Reproduce the passage of the tuition lawsuit article word for word, from "Graduate student files" up to and including "of students’ safety.".

● **DOCUMENT SECTION**
──────

Graduate student files tuition lawsuit against the University of Washington Lawsuit

Ailina Cunningham, Staff Writer

The University of Washington campus hosts over 45,000 students. Photo retrieved from

Hagens Berman, a Seattle law firm, is making headlines because of their support of a graduate student who has opened a class-action lawsuit against the University of Washington, filed Sept. 16th. According to a KOMO News article the lawsuit is based on “breach of contract and unjust enrichment and alleges that despite closing all University of Washington campuses and transitioning to online learning, the university is still “continuing to reap the financial benefit of millions of dollars from students.” This would be a problem since, due to COVID-19, many colleges were refunding students’ tuition when online-based learning had to be transitioned to for the sake of students’ safety.

The graduate student in question claims in the lawsuit that by paying tuition as normal without getting compensation or a refund, he was “paying for goods and services he did not receive such as on-campus education, facilities, service, and activities.” These services had to be stopped due to concerns over COVID-19 and the spread of the virus due to close contact with other students. Requirements such as social distancing and transition to online classes have been adapted by most colleges including Saint Martin’s University. The graduate student alleged that by continuing to pay the same amount of tuition while receiving an education that is dramatically different from the education that was anticipated, it is a financial breach of contract.

──────

● **DATA EXCERPTS**
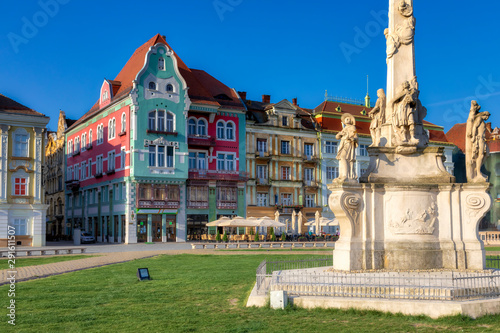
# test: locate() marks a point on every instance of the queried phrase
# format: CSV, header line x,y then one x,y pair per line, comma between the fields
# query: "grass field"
x,y
32,261
190,293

──────

● **TASK ANSWER**
Graduate student files tuition lawsuit against the University of Washington Lawsuit

Ailina Cunningham, Staff Writer

The University of Washington campus hosts over 45,000 students. Photo retrieved from

Hagens Berman, a Seattle law firm, is making headlines because of their support of a graduate student who has opened a class-action lawsuit against the University of Washington, filed Sept. 16th. According to a KOMO News article the lawsuit is based on “breach of contract and unjust enrichment and alleges that despite closing all University of Washington campuses and transitioning to online learning, the university is still “continuing to reap the financial benefit of millions of dollars from students.” This would be a problem since, due to COVID-19, many colleges were refunding students’ tuition when online-based learning had to be transitioned to for the sake of students’ safety.